** start of DATA FOR THIS EXERCISE **
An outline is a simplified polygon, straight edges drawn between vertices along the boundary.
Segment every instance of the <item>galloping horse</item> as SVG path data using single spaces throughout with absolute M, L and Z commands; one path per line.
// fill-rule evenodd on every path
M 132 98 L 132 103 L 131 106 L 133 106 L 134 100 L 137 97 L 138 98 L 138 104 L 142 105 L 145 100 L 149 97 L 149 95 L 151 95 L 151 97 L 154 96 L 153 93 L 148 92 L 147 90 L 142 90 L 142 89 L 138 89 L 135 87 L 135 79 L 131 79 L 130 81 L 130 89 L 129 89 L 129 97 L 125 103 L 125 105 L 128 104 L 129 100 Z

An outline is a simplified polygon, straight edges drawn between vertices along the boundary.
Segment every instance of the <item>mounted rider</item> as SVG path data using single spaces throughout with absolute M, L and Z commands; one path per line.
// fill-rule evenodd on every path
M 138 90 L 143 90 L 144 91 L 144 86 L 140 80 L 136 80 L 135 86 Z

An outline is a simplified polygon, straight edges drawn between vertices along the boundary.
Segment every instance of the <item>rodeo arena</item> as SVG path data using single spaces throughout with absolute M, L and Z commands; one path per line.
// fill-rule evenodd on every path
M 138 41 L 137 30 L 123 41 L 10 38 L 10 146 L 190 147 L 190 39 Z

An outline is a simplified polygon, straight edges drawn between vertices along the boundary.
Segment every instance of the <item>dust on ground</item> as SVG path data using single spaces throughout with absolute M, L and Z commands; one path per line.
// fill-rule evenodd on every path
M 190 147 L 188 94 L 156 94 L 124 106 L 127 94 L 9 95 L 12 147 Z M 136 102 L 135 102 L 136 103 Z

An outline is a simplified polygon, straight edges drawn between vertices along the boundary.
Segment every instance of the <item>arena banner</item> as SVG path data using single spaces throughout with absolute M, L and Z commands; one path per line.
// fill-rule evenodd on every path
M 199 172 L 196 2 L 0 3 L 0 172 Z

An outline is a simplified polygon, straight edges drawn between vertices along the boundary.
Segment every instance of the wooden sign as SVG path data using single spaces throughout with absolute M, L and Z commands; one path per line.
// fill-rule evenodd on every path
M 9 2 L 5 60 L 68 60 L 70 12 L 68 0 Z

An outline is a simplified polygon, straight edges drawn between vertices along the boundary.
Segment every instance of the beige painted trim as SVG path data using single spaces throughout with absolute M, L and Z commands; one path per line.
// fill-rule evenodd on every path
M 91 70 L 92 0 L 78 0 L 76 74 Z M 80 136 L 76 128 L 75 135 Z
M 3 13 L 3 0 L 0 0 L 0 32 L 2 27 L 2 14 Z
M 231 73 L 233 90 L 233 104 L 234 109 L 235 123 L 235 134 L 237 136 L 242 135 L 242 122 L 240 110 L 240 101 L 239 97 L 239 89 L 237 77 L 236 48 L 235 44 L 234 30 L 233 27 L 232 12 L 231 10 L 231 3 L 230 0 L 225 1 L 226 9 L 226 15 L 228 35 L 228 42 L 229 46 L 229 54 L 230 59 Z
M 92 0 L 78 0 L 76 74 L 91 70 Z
** end of DATA FOR THIS EXERCISE **
WHAT YOU SHOULD DO |
Pick out each line of the data above that contains the string "arena".

REPLY |
Segment every instance of the <item>rodeo arena</item> as SVG path data using single spaces throughout with absolute M, L and Z commands; one path per line.
Segment every instance of the <item>arena banner</item> as SVG path data using single spaces throughout with absolute M, L and Z commands; one path per line.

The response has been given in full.